(Goal of the exercise): Print every one of the items below word for word, leaving out the pictures.

(The data):
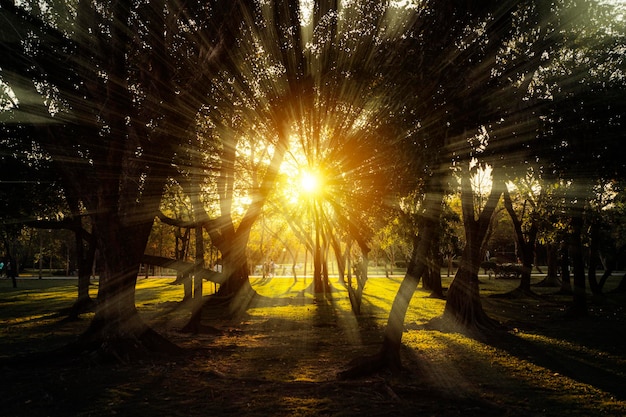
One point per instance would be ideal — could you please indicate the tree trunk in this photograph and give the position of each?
(551, 279)
(389, 355)
(566, 285)
(116, 331)
(525, 244)
(594, 254)
(579, 303)
(463, 305)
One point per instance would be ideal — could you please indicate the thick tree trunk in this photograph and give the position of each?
(552, 276)
(116, 331)
(389, 355)
(463, 305)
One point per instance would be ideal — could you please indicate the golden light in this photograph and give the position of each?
(310, 182)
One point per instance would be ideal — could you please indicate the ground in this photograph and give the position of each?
(282, 357)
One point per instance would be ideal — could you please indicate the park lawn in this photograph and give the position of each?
(281, 357)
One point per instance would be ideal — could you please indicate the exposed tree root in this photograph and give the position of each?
(128, 342)
(385, 359)
(548, 282)
(517, 293)
(81, 306)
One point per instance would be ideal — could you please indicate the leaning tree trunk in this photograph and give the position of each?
(525, 244)
(117, 331)
(463, 305)
(389, 354)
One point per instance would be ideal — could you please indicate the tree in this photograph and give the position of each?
(110, 96)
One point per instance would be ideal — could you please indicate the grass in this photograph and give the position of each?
(282, 358)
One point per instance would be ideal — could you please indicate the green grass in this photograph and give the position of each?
(289, 349)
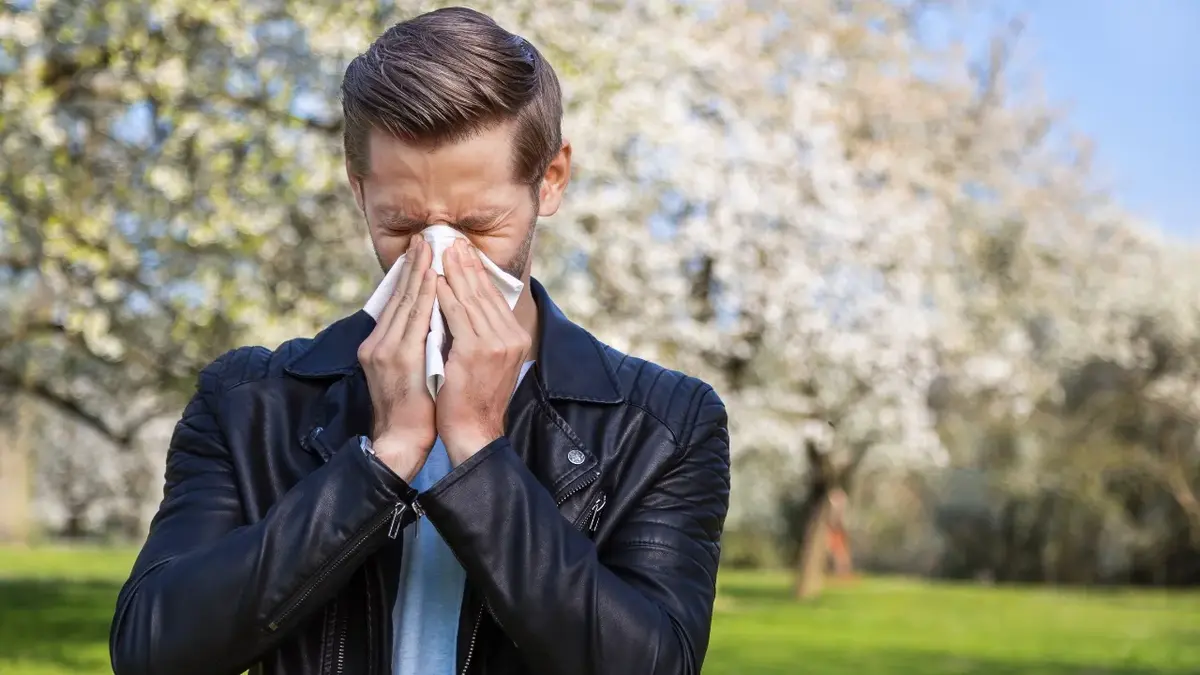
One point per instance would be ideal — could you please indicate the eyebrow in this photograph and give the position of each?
(473, 221)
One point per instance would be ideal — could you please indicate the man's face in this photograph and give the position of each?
(468, 185)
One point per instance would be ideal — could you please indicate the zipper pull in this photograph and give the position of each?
(594, 523)
(394, 530)
(420, 513)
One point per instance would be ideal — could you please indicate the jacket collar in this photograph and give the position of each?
(571, 364)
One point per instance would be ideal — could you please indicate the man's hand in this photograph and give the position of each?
(393, 358)
(486, 354)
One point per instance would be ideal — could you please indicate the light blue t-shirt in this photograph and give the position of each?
(431, 585)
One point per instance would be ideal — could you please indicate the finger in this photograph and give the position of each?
(491, 302)
(462, 284)
(465, 285)
(418, 327)
(421, 258)
(397, 291)
(456, 315)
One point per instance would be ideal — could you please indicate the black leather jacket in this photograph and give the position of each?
(589, 532)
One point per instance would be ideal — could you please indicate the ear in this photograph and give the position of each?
(553, 184)
(355, 186)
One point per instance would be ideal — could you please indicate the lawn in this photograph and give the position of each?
(55, 605)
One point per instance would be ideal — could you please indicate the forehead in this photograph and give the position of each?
(477, 168)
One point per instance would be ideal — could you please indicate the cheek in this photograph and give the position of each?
(389, 246)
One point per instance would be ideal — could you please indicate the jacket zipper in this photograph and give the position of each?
(593, 514)
(307, 589)
(474, 635)
(591, 517)
(341, 644)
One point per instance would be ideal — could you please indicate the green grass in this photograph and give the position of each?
(55, 605)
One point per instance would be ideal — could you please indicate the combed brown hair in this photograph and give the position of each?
(447, 75)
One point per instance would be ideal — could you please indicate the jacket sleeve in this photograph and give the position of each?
(209, 592)
(643, 604)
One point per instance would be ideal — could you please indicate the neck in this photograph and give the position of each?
(526, 311)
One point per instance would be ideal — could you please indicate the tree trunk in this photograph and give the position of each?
(810, 567)
(16, 491)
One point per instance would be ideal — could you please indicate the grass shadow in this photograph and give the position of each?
(58, 622)
(755, 659)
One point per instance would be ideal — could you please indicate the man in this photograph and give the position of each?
(323, 513)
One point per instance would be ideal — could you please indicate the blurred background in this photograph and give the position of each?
(940, 258)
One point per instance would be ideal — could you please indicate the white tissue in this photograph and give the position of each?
(439, 237)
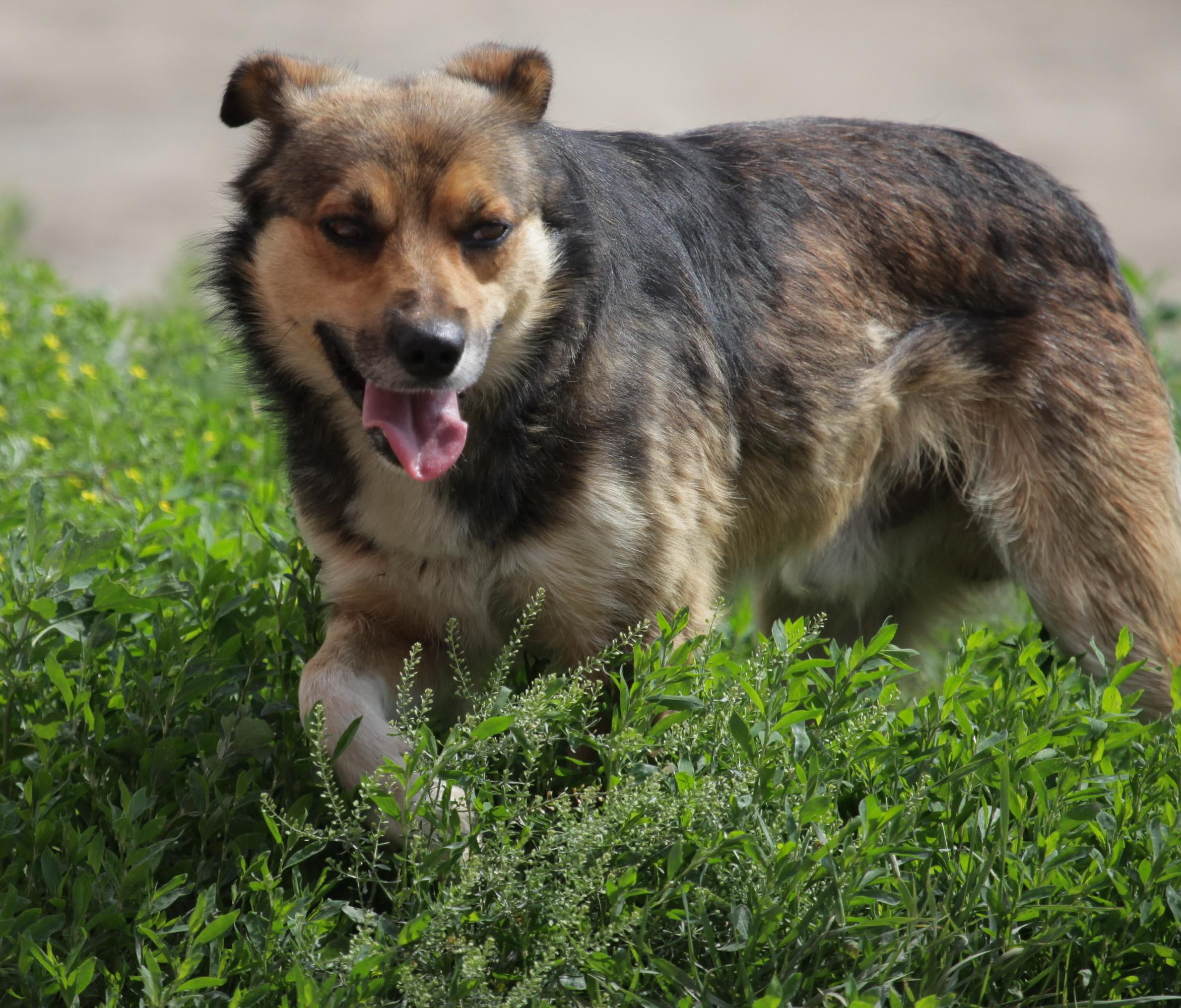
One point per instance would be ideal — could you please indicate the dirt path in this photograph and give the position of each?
(109, 111)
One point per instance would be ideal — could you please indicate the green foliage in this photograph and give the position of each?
(721, 821)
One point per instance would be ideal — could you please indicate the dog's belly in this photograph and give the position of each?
(873, 569)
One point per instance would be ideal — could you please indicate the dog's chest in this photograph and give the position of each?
(410, 556)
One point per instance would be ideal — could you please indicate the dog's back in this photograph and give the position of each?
(867, 364)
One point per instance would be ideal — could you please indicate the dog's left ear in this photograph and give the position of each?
(261, 87)
(523, 77)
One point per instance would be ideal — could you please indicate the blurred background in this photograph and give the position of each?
(111, 140)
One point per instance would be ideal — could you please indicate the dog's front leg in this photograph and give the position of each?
(356, 675)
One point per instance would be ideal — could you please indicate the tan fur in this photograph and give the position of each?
(913, 476)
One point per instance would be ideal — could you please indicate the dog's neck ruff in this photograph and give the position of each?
(424, 429)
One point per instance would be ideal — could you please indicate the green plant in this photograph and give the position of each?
(727, 820)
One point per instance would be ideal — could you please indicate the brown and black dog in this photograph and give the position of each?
(865, 365)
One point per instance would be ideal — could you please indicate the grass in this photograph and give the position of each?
(767, 822)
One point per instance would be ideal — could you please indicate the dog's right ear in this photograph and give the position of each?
(260, 87)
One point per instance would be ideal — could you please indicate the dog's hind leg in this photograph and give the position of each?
(356, 675)
(1070, 464)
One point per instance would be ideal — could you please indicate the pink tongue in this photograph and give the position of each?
(424, 429)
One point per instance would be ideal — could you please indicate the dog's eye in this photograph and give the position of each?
(487, 235)
(344, 231)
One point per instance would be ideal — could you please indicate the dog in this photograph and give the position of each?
(865, 366)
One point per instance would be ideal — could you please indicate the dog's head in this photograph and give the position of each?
(397, 252)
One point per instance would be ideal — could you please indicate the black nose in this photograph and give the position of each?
(427, 350)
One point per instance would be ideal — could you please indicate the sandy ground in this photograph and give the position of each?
(109, 110)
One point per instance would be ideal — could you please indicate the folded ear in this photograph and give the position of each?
(260, 87)
(521, 76)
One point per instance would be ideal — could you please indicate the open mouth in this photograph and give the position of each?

(Exercise answer):
One point per instance would be ideal — could you please indicate the tree trunk in this photograph and give the position of each?
(551, 279)
(389, 355)
(566, 285)
(116, 331)
(525, 244)
(594, 254)
(579, 303)
(463, 305)
One point per instance would be ideal — could you please indicate the thick tree trunk in this photograph and give the position of each?
(552, 276)
(116, 331)
(389, 355)
(463, 305)
One point per instance would be ideal — could you please indicate the golden light in this photograph and give the position of each?
(310, 182)
One point per instance would be ideal — could you please indicate the ground in this photograph and give the position of each?
(282, 357)
One point per instance would be ideal — could you please indicate the park lawn in this photograph and give the position of each?
(281, 357)
One point per instance would be ideal — could you please indicate the exposed tree root in this photograph and give the position of each?
(128, 342)
(385, 359)
(548, 282)
(517, 293)
(81, 306)
One point per instance would be ideal — could you please indicate the leaning tree trunk in this photograph and give the position of each?
(525, 244)
(117, 331)
(463, 305)
(389, 354)
One point per instance would be ideal — could you please indicate the tree in this photograph and give the position of each?
(110, 96)
One point per instance would be ideal — could you please indicate the grass in this photograph and give the position of each?
(282, 358)
One point per instance would be ideal — could you please indicate the green grass in this photograph and give the position of each?
(289, 349)
One point per instance would be ideal — could you please indicate the eyebrow in this photograph and give the position of each?
(473, 221)
One point per instance would be ideal — could you please indicate the man's face in this photograph and give the position of each?
(468, 185)
One point per instance would be ideal — could you please indicate the zipper pull in this photograph and give the position of each?
(594, 523)
(394, 530)
(420, 513)
One point per instance would be ideal — could you please indicate the jacket collar in this photograph and give the position of each?
(571, 364)
One point per instance would be ideal — could you please indicate the man's hand in this photograph and give the position of each?
(393, 358)
(486, 354)
One point per instance would be ideal — could you please indicate the light blue t-shirt in this photograph and give the position of each?
(431, 585)
One point per instance would be ideal — could you please indicate the finger in this photograph and give the position of each?
(491, 302)
(462, 284)
(465, 285)
(418, 327)
(421, 258)
(397, 291)
(456, 315)
One point per instance would be ideal — could you please indicate the black leather jacket in this photograph and give the position of each?
(589, 532)
One point per instance would be ideal — could you please indicate the ear in this photograph and give the position of each?
(553, 184)
(355, 186)
One point per instance would be ideal — could you please indicate the lawn in this photograph and give the position of each?
(55, 605)
One point per instance would be ideal — could you please indicate the forehead in this photograph and give the position of each?
(477, 168)
One point per instance would be ideal — could you please indicate the cheek in this photograph and give the position of each?
(389, 246)
One point per instance would be ideal — could you please indicate the jacket zipper in this photograph and give the position of each?
(593, 514)
(307, 589)
(474, 635)
(591, 517)
(341, 644)
One point per instance would be ideal — could you please indicate the green grass in this photograph and give the position of each?
(55, 605)
One point per instance would be ideal — could you please indicate the combed brown hair in this photograph and give the position of each?
(447, 75)
One point per instance would be ideal — could you please indicate the jacket sleeve in this photograph and give the position of each?
(209, 592)
(643, 604)
One point per instance would be ideal — could you please indicate the neck in this photograph and give the position of each?
(526, 311)
One point per instance would be ideal — could you please indicate the tree trunk in this photograph and give the position of each?
(810, 567)
(16, 491)
One point per instance would be ideal — could you please indicate the grass shadow in this photograph and give the position of each?
(58, 622)
(755, 659)
One point per instance would be ideal — could you please indicate the man in this photograph and give the position of each?
(323, 513)
One point per instance would be ideal — could you please indicate the blurred background in this photograph and give the position of each?
(940, 258)
One point per instance would be ideal — could you please indicate the white tissue in this photograph and give the position of each?
(439, 237)
One point per instance would be ideal — could you please indicate the dirt path in this photograph and give the position of each?
(109, 111)
One point per instance would be ideal — could you please indicate the green foliage in this photograph and give the position of each?
(721, 821)
One point per instance would be ideal — could you please indicate the dog's belly in this photograph and give the position of each?
(873, 569)
One point per instance would be ideal — could you please indicate the dog's chest in this photograph and give the position of each?
(410, 556)
One point per instance would be ideal — could you please indicate the dog's back in this photograph and give the position of each?
(867, 364)
One point per instance would be ideal — could you please indicate the dog's left ear in this photograph and give the position of each?
(261, 87)
(523, 77)
One point per instance would be ideal — could you please indicate the blurred background in this photograph and give the position of each?
(111, 140)
One point per instance would be ideal — could you please indicate the dog's front leg in this photograph and give the position of each?
(356, 675)
One point per instance would be ideal — could you please indicate the tan fur in this photograph and give the position of each?
(913, 476)
One point per instance would be ideal — could you please indicate the dog's neck ruff in this photograph and give the position of each?
(424, 429)
One point per instance would be ideal — could you please indicate the green plant in this photograph and give the position of each?
(727, 820)
One point per instance would be ideal — could you please indicate the brown and black dog in this photograph and give the position of each?
(865, 365)
One point per instance would be ideal — could you please indicate the grass in this photograph and give the position of each?
(767, 822)
One point per instance would be ideal — could you please indicate the dog's right ear in this photograph and give the position of each?
(260, 87)
One point per instance would be ideal — could you please indicate the dog's hind leg in this photograph and give the position of each?
(356, 675)
(1070, 464)
One point per instance would be ideal — could you please indicate the pink tongue in this photograph and give the position of each?
(424, 429)
One point per instance would be ideal — could you please indicate the dog's eye in this photograph and give the position of each?
(487, 235)
(344, 231)
One point per instance would be ideal — could you please indicate the dog in this photograph and give the position of each?
(865, 366)
One point per instance would be ideal — could you please indicate the dog's head in this photograph and give the position of each?
(397, 252)
One point per instance would be ideal — could you please indicate the black nose in this photograph and give the position of each?
(427, 350)
One point per instance would be ideal — could you please indicate the sandy ground in this photograph and give the position of each?
(109, 110)
One point per instance would be ideal — could you please indicate the folded ear in this photograph and give the position of each?
(260, 87)
(521, 76)
One point per instance would be ideal — could you please indicate the open mouth in this photograph and give the position of each?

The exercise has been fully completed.